Stored data entries:
§ §

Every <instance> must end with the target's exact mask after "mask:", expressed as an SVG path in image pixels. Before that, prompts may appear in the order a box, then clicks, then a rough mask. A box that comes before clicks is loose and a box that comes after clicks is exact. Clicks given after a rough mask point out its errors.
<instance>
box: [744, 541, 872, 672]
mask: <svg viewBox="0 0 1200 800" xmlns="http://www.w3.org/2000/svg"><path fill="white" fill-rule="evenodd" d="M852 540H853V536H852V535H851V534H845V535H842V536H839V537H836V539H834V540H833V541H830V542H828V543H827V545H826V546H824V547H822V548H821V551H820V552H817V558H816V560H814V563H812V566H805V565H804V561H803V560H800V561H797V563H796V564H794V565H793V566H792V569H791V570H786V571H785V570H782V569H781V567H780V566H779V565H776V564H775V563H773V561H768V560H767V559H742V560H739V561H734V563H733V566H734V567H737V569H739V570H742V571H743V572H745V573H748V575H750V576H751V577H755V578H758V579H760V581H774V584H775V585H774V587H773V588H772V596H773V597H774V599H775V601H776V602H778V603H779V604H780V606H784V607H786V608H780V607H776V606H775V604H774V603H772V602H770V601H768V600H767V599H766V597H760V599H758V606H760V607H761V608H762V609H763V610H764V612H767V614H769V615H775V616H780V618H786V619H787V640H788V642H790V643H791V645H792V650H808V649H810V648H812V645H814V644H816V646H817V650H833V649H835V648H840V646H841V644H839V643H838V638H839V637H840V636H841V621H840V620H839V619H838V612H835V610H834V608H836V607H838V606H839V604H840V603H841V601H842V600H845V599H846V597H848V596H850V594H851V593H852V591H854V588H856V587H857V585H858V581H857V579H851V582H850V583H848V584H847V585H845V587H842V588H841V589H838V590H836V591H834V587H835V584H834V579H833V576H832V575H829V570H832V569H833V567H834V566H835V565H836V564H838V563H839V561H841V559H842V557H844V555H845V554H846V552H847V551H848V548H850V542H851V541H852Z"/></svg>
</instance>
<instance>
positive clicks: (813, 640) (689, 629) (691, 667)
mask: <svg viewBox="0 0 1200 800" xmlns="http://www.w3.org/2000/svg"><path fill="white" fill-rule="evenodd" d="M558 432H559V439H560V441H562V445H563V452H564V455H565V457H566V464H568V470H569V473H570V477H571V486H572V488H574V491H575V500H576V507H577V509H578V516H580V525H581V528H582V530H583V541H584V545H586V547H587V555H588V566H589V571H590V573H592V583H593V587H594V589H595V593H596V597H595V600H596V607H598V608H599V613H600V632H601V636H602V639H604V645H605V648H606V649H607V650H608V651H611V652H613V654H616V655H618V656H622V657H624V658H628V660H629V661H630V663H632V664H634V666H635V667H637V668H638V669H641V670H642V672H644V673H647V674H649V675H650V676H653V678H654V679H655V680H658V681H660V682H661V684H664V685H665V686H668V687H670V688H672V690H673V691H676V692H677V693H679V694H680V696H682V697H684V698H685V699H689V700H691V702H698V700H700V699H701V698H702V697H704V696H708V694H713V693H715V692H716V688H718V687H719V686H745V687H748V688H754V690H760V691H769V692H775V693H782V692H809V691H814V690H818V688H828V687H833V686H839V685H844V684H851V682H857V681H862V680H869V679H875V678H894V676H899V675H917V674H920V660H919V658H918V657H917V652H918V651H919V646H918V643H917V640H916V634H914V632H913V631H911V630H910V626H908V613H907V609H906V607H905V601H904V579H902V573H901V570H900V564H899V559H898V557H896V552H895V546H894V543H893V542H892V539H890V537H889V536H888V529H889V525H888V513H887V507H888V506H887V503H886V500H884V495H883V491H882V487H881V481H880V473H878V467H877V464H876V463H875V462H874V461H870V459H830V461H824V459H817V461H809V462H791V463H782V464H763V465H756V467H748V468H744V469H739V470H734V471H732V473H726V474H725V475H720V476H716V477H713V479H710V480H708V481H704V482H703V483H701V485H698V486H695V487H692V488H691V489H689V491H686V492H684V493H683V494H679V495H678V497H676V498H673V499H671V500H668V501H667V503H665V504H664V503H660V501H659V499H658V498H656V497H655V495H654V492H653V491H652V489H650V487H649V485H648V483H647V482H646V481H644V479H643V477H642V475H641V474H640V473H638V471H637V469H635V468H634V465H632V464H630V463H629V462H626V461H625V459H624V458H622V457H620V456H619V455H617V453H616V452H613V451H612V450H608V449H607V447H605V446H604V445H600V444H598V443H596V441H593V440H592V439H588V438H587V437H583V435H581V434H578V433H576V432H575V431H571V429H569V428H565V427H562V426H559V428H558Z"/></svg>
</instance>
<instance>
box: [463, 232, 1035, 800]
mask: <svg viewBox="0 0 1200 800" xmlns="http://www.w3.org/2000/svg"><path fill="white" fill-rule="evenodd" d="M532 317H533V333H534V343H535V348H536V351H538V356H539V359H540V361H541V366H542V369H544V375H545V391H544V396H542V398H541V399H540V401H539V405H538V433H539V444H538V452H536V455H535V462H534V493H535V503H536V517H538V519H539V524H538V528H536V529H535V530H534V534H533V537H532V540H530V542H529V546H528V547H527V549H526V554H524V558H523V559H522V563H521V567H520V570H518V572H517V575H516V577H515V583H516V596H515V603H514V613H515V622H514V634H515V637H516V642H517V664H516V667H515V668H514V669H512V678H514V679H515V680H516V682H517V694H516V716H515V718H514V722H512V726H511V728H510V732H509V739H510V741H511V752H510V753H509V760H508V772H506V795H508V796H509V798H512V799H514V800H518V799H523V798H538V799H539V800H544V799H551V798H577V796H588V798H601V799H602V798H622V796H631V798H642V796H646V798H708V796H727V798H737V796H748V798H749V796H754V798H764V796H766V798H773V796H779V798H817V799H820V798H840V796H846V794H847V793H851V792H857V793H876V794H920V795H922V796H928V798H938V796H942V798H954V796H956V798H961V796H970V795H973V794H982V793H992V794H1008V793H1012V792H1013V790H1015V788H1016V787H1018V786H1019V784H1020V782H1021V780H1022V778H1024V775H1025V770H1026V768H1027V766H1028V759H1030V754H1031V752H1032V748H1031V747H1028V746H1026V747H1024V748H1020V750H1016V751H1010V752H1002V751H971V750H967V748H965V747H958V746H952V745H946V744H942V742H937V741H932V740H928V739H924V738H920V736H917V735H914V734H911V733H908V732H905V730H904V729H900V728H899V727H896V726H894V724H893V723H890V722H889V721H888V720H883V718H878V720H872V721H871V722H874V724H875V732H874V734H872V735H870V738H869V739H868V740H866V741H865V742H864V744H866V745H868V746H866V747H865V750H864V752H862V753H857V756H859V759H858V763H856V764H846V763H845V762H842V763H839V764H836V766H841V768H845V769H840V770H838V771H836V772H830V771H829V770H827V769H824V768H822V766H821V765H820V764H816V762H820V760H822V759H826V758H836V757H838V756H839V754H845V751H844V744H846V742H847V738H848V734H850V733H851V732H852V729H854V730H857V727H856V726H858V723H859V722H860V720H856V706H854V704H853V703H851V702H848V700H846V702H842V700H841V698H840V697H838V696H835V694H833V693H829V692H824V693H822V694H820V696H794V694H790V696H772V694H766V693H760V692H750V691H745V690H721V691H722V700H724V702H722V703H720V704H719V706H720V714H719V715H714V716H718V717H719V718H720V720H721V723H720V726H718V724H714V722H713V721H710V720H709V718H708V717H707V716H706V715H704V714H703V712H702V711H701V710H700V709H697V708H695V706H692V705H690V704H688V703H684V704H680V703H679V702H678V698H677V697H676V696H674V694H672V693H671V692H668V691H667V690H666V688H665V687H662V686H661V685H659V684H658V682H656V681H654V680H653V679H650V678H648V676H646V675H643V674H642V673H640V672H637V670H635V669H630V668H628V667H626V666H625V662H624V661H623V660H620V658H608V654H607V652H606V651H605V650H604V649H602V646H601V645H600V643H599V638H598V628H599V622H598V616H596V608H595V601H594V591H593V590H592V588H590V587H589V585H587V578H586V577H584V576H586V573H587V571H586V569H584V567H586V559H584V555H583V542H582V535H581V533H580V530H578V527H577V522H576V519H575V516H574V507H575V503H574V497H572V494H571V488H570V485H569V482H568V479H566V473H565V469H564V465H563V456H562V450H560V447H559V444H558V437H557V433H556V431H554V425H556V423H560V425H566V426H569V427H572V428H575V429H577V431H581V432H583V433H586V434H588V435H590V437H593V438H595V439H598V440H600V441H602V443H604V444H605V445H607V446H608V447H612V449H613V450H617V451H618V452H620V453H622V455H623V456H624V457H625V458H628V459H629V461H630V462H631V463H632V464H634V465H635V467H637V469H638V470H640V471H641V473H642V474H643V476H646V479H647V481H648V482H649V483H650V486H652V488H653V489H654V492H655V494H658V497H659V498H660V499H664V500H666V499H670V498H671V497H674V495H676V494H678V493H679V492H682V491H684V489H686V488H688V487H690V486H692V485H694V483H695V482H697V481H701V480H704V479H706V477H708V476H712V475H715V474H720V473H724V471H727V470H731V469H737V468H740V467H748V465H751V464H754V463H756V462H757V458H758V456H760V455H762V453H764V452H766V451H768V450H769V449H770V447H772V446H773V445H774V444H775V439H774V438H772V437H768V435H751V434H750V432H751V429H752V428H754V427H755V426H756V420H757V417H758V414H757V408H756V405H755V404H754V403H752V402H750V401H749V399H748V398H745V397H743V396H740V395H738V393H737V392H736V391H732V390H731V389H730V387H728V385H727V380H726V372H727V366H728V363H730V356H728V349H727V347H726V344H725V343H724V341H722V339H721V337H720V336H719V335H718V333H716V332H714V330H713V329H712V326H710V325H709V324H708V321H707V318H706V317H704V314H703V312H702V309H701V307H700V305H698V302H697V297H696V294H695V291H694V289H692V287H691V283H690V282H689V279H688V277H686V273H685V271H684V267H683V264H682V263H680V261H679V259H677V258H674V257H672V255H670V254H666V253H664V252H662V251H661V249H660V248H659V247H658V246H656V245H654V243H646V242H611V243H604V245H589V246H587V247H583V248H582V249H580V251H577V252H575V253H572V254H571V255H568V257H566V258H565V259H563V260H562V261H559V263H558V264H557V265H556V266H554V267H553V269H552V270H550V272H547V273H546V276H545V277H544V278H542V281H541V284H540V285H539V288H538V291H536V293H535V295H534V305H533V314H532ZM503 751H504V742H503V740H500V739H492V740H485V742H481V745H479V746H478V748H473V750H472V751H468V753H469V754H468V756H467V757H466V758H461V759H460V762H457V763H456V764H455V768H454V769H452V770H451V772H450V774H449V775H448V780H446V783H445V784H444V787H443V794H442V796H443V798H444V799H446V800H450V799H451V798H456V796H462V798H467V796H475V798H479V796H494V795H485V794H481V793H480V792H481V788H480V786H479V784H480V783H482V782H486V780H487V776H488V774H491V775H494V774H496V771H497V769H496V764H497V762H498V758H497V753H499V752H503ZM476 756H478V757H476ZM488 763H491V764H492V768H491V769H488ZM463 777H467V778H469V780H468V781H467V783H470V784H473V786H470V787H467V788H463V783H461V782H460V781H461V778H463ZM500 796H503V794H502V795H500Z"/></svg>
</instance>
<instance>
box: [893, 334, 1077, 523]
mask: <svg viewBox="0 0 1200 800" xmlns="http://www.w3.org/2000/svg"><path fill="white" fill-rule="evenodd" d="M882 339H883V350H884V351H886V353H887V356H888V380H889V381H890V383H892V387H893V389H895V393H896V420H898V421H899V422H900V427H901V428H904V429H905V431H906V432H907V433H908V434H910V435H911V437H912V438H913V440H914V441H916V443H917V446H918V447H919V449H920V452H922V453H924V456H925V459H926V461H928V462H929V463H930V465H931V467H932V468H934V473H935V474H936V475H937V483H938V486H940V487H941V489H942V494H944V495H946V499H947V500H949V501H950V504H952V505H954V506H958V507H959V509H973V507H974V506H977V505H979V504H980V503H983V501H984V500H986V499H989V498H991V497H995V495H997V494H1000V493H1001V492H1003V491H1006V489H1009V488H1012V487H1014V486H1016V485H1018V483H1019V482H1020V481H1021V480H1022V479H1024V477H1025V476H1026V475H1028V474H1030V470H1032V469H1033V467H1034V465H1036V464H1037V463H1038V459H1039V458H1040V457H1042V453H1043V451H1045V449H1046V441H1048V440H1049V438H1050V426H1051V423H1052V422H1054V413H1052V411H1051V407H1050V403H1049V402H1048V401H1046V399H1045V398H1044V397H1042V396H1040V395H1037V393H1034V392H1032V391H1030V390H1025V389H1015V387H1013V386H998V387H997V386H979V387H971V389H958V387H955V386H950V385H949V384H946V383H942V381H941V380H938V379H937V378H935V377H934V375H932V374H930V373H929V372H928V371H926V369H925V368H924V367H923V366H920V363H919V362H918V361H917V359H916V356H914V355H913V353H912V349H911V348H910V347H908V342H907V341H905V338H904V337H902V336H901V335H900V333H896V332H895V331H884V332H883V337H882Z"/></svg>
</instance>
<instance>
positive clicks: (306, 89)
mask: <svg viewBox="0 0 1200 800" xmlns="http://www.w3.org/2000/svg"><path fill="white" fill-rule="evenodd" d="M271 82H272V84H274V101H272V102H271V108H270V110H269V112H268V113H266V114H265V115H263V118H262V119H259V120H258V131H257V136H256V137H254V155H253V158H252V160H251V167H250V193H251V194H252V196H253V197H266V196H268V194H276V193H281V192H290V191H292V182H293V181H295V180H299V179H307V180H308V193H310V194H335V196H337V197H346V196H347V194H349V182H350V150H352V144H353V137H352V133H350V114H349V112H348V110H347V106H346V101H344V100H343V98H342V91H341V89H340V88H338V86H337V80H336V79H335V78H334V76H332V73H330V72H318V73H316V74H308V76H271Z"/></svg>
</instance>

§ §

-- INSTRUCTIONS FOR THE TASK --
Quote the lines of the records exactly as they appear, beginning with the first line and stopping after the line that contains "box: [744, 541, 872, 672]".

-- ANSWER BOX --
Every <instance> must end with the target's exact mask after "mask:", expressed as an SVG path in image pixels. Before that, prompts may appear in the order a box, then clicks, then a rough mask. A box that comes before clicks is loose and a box that comes after clicks is exact. Clicks given after a rough mask point out its errors.
<instance>
box: [744, 541, 872, 672]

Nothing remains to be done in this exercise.